** DOCUMENT PASSAGE **

+---+

I’m a bonafide perfectionist. And as a blogger this is a very bad thing. But I can’t let go!
When it comes to writing and blogging, I’m not your average halfway, kinda, sorta, or wannabee perfectionist but a real-life, mind-numbing, paralyzing, stop-you-in-your-tracks, don’t-get-simple-stuff-done, mountainous-mounds-of-work-I-want-to-tackle but never will, sort of PERFECTIONIST.
Perfectionism has turned me into the world’s biggest procrastinator. Because I’m afraid. And it’s driving me crazy!
There are 70 blog posts that I’ve written, and/or taken more than a dozen pictures for, but have never posted. These aren’t single-paragraph blurbs that I should clean up a little, and post. They’re >1,000 word documents that have been edited and re-edited, read and re-read, and agonized over. They’re organized into folders. Fourteen of them are sitting on my WordPress designated as “drafts” (with an embarrassingly high “revision” count) but I haven’t taken the time to make them “perfect”, so they’re not posted. So close though!
Oh, and there’s a handwritten list, on two single-spaced legal-sized pages, of what I want to write but haven’t. And the future blog posts that I promise but don’t deliver.
Inspiration hits me constantly. I can capture only what I immediately write down. If I don’t, it’s gone. This is why I have dozens of scraps of paper all over the house and voice recordings on my Android…with the sounds of dinner bubbling on the stove, the ringing house phone (that’s probably my mom or husband), and my whining child in the background.

+---+

** DATASET ENTRIES **

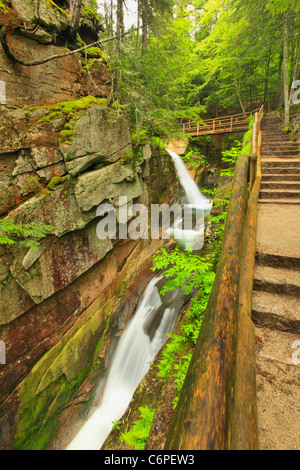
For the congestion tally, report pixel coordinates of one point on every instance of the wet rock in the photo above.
(97, 139)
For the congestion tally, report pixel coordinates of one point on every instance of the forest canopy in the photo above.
(198, 59)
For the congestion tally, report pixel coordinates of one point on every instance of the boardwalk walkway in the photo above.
(220, 125)
(275, 305)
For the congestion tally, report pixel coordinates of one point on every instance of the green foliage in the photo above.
(26, 235)
(181, 370)
(55, 181)
(137, 437)
(183, 269)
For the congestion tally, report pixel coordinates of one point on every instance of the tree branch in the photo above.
(3, 41)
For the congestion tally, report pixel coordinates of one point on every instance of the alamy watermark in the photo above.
(2, 92)
(296, 353)
(295, 94)
(2, 353)
(125, 220)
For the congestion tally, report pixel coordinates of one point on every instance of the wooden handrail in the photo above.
(217, 125)
(217, 405)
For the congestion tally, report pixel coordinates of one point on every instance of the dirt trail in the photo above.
(276, 304)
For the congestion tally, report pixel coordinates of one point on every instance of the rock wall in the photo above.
(64, 151)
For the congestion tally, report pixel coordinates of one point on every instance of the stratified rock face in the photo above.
(52, 20)
(61, 305)
(64, 151)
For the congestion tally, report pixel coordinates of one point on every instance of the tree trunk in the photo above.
(144, 18)
(267, 76)
(76, 12)
(295, 71)
(286, 72)
(120, 24)
(279, 79)
(238, 93)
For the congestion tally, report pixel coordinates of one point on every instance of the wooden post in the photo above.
(203, 414)
(244, 429)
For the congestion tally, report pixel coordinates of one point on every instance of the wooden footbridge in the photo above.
(217, 407)
(219, 125)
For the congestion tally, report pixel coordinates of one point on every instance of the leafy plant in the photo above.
(26, 235)
(137, 437)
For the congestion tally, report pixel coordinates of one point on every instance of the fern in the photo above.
(137, 437)
(26, 235)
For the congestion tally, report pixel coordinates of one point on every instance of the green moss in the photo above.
(66, 136)
(55, 181)
(91, 14)
(55, 378)
(4, 6)
(70, 111)
(54, 5)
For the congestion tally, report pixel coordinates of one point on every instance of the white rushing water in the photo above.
(197, 203)
(145, 334)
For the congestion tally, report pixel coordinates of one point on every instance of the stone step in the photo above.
(284, 163)
(278, 391)
(286, 143)
(281, 185)
(280, 153)
(287, 170)
(291, 201)
(278, 140)
(274, 260)
(277, 193)
(276, 280)
(278, 311)
(283, 177)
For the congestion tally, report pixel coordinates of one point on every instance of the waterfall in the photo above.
(191, 238)
(144, 335)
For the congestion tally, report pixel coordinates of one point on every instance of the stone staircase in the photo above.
(280, 166)
(276, 289)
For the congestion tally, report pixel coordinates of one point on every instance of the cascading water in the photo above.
(145, 334)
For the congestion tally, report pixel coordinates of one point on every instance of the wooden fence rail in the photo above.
(217, 406)
(221, 125)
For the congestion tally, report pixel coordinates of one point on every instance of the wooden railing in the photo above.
(220, 125)
(217, 406)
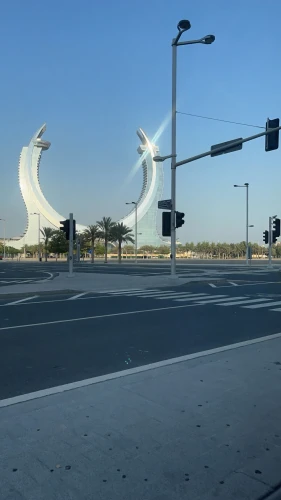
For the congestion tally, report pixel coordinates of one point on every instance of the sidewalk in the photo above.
(204, 428)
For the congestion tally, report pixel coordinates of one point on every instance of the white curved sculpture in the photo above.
(35, 201)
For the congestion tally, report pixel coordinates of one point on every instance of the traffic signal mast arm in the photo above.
(225, 148)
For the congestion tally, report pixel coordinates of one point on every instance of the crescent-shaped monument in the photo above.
(36, 203)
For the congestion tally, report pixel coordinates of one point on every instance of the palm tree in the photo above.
(105, 228)
(47, 234)
(121, 234)
(90, 235)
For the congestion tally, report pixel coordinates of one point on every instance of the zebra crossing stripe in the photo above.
(150, 293)
(215, 300)
(194, 296)
(269, 304)
(248, 301)
(165, 295)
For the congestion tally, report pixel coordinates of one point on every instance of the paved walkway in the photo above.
(205, 428)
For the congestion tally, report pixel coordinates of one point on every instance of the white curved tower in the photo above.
(35, 201)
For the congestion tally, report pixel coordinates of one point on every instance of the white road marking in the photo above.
(214, 301)
(74, 297)
(100, 316)
(158, 295)
(21, 300)
(121, 291)
(132, 371)
(194, 296)
(175, 295)
(269, 304)
(242, 302)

+---+

** TASK LIST **
1) According to the blog post on perfectionism, why does the writer have scraps of paper all over the house and voice recordings on an Android?
2) Print the part of the blog post on perfectionism that begins at the words "Perfectionism has turned" and stops after the words "but don’t deliver.".
The listing isn't needed for these tasks.

** ANSWER LIST **
1) Inspiration strikes the writer constantly, but the writer keeps only the ideas written down right away. Any idea not captured immediately is lost.

2)
Perfectionism has turned me into the world’s biggest procrastinator. Because I’m afraid. And it’s driving me crazy!
There are 70 blog posts that I’ve written, and/or taken more than a dozen pictures for, but have never posted. These aren’t single-paragraph blurbs that I should clean up a little, and post. They’re >1,000 word documents that have been edited and re-edited, read and re-read, and agonized over. They’re organized into folders. Fourteen of them are sitting on my WordPress designated as “drafts” (with an embarrassingly high “revision” count) but I haven’t taken the time to make them “perfect”, so they’re not posted. So close though!
Oh, and there’s a handwritten list, on two single-spaced legal-sized pages, of what I want to write but haven’t. And the future blog posts that I promise but don’t deliver.